══ TEXTO DE LECTURA ══

¿Es lo mismo llamar a una enfermedad por un nombre o por otro? Bien saben los pacientes que no. Lo explica de modo admirable el escritor uruguayo Mario Benedetti, asmático reconocido, en el pasaje que reproduzco a continuación, extraído de su cuento El fin de la disnea. Este cuento se publicó inicialmente en Méjico, en su libro recopilatorio La muerte y otras sorpresas (1968); pero hoy es más fácil encontrarlo en la edición de Cuentos completos que publicó Alfaguara en Madrid en 1996. Dice así Benedetti:
Durante varios años sufrí una suerte de discriminación. A partir de una fiebre tifoidea […], comencé a padecer primero asma nasal, luego disnea. Sin embargo, el médico de la familia se obstinó en diagnosticar: fenómenos asmatiformes. Bajo esta denominación, yo me sentía absolutamente disminuido, algo así como un esnob del asma. Si se me ocurría abrir una ventana para que se disipase el humo de esos cigarrillos que no fumaba, y alguien se me acercaba solícito a preguntarme: “¿Es usted un bronquial?”, yo me sentía muy desalentado cuando me veía obligado a responder con inflexible franqueza: “No, no. Son solo fenómenos asmatiformes”. De inmediato advertía que se me hacía objeto de discriminación: nadie me preguntaba por pastillas, inhalaciones, nebulizaciones, jeringas, adrenalina, hierbas curativas, u otros rasgos de veteranía. Fue un largo calvario, de médico en médico. Hasta me cambié de mutualista. Siempre la misma respuesta: “No se preocupe, amigo. Usted no es asmático. Apenas son fenómenos asmatiformes”. Apenas. Esta palabrita me molestaba más que todos los accesos.

═══
══ REGISTROS PROPORCIONADOS ══

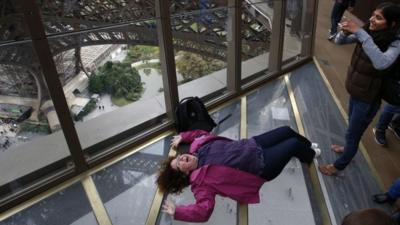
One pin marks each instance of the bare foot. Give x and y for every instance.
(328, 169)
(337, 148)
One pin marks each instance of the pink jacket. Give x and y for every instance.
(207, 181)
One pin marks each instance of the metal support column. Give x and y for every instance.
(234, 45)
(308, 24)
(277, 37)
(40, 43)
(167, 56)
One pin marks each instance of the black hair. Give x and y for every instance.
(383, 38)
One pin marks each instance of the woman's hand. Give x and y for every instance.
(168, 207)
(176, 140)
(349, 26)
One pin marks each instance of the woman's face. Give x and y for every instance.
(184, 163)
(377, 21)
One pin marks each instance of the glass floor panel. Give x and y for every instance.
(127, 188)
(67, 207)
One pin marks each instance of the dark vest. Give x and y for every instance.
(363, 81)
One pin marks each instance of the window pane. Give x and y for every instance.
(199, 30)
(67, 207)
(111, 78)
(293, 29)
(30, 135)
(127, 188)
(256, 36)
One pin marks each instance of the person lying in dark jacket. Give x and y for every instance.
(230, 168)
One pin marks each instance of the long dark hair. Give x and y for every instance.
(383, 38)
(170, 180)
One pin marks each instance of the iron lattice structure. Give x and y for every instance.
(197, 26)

═══
══ REGISTROS PROPORCIONADOS ══

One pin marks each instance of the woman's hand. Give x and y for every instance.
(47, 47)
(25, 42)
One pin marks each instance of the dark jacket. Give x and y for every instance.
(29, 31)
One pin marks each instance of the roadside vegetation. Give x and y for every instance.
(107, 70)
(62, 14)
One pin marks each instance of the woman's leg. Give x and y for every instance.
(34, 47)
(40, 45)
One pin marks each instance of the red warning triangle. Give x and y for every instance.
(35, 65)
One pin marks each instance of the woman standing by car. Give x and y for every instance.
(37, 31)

═══

• **OBJETIVO DE LA TAREA**: Continúa, por favor, el texto sobre el asma y los nombres de las enfermedades a partir de su última frase.

• **RESULTADO A CONTINUACIÓN**:
Hasta que un día llegó a Montevideo un doctor suizo especialista en asma y alergia, e instaló un estupendo consultorio en la calle Canelones. Hablaba tan mal el español que no halló (así lo creo) la palabra asmatiforme, y me dijo que, efectivamente, yo padecía asma. Casi lo abrazo. La noticia fue la mejor compensación a los cien pesos que me salió la consulta.
De inmediato se corrió la voz. Confieso que contribuí modestamente a la difusión. Ahí comenzó mi mejor época de asmático. Solo entonces ingresé en eso que mi resentido amigo llamaba la masonería del fuelle. Los mismos veteranos disneicos que antes me habían mirado con patente menosprecio, se acercaban ahora sonriendo, me abrazaban (discretamente, claro, para no obstruirnos mutuamente los bronquios), me hacían preguntas ya del todo profesionales, y comparaban sin tapujos sus estertores sibilantes con los míos.
Mario Benedetti: El fin de la disnea (1968)
A quien se haya divertido con este pasaje, recomiendo la lectura del cuento completo. Tras la ardua tarea de conseguir verse admitido en la “masonería del fuelle”, la fatídica aparición de un milagroso medicamento llamado Cur-Hinal acaba con la felicidad del protagonista, pues le lleva finalmente a convertirse en uno de tantos ex asmáticos.